*What to produce:* Top to bottom, give the entries again exactly as written.

Start of Information

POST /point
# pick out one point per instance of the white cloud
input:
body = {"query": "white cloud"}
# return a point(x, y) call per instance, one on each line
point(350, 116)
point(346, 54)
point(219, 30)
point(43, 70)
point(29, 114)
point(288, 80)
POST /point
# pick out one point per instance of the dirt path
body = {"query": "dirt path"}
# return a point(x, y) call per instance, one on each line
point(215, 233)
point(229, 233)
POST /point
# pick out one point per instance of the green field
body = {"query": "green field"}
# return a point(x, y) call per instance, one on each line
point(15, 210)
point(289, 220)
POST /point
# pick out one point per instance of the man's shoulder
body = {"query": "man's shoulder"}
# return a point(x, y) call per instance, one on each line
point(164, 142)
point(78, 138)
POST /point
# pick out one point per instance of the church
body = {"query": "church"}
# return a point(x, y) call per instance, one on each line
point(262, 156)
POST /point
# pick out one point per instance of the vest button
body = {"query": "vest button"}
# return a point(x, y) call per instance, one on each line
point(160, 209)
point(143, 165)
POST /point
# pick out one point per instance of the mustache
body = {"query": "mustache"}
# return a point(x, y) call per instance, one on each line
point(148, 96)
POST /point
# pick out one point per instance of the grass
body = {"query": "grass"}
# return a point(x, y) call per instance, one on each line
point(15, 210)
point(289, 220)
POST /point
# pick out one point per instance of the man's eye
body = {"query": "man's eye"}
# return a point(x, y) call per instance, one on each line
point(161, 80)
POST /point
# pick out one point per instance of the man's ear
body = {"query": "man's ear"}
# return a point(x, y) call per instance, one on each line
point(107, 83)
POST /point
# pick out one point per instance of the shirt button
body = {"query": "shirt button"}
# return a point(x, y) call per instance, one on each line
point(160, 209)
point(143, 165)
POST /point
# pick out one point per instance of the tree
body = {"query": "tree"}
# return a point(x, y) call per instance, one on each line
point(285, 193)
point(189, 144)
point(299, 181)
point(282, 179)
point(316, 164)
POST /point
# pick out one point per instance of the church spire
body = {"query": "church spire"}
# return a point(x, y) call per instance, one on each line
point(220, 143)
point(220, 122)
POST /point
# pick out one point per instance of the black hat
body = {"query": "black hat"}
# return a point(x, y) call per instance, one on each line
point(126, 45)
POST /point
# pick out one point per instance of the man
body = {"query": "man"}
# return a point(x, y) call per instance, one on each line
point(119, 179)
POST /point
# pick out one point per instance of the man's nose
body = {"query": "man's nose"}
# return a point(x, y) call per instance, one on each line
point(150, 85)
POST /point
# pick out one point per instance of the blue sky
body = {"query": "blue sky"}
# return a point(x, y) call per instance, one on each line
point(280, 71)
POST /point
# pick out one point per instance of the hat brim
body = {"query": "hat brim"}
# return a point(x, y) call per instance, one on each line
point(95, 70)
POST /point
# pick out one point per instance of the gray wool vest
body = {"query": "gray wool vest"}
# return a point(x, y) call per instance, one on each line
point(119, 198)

End of Information

*Task response:*
POST /point
# pick out one point per instance of the white cloud
input:
body = {"query": "white cloud"}
# return a point(x, y) call per instance, one on each line
point(350, 116)
point(346, 54)
point(219, 30)
point(43, 70)
point(29, 114)
point(288, 80)
POST /point
# pick out one point per instance of the dirt path
body = {"query": "dirt path"}
# return a point(x, y) call per instance, one on each line
point(215, 233)
point(229, 233)
POST /point
# pick out one point per instance of the green field
body = {"query": "green field"}
# return a point(x, y) call per instance, one on each line
point(15, 210)
point(289, 220)
POST /point
# pick out one point per instance of the man's shoulder
body = {"query": "man's shoulder"}
# return a point(x, y) call per instance, one on each line
point(164, 142)
point(78, 138)
POST /point
# pick out one point per instance of the church
body = {"query": "church"}
# return a point(x, y) call per instance, one on each line
point(262, 156)
POST /point
# pick out one point per instance of the vest button
body = {"query": "vest button"}
# return a point(x, y) call per instance, one on each line
point(160, 209)
point(143, 165)
POST /point
# pick out one point per instance of the mustache
body = {"query": "mustache"}
# return a point(x, y) call per instance, one on each line
point(148, 96)
POST /point
# pick out one point per instance of the grass
body = {"query": "grass"}
# return a point(x, y) call per instance, one on each line
point(15, 210)
point(289, 220)
POST /point
# pick out one point per instance of the man's eye
body = {"query": "man's eye"}
# return a point(x, y) call per instance, one on each line
point(161, 80)
POST /point
# pick out one point per instance of the man's ear
body = {"query": "man's ear"}
# return a point(x, y) call per instance, one on each line
point(107, 83)
POST /point
# pick out one point per instance of the shirt button
body = {"query": "shirt button"}
# return a point(x, y) call per instance, one on each line
point(160, 209)
point(143, 165)
POST /point
# pick out one point per instance of the tree
body = {"query": "tree"}
# return a point(x, y) call per instance, one on each line
point(285, 193)
point(189, 144)
point(299, 181)
point(282, 179)
point(316, 164)
POST /point
# pick out one point per instance of the church spire
body = {"query": "church spire"}
# return a point(x, y) call per instance, one on each line
point(220, 143)
point(220, 122)
POST /point
# pick out one point per instance of the black hat
body = {"query": "black hat"}
# return a point(x, y) call per instance, one on each line
point(126, 45)
POST /point
# pick out one point per instance of the man
body = {"query": "man"}
# return a point(x, y) call per instance, one on each line
point(119, 179)
POST /point
# pick out one point per instance of the man's nose
body = {"query": "man's nose"}
# return a point(x, y) call per instance, one on each line
point(150, 85)
POST /point
# pick out one point per instance of the blue sky
body = {"query": "blue sky"}
# return a point(x, y) call per instance, one on each line
point(280, 71)
POST /point
# pick out one point per instance of the hat brim
body = {"query": "hat brim"}
# return a point(x, y) call per instance, one on each line
point(95, 70)
POST /point
# pick out one point per instance of the gray wool vest
body = {"query": "gray wool vest"}
# return a point(x, y) call per instance, one on each line
point(119, 198)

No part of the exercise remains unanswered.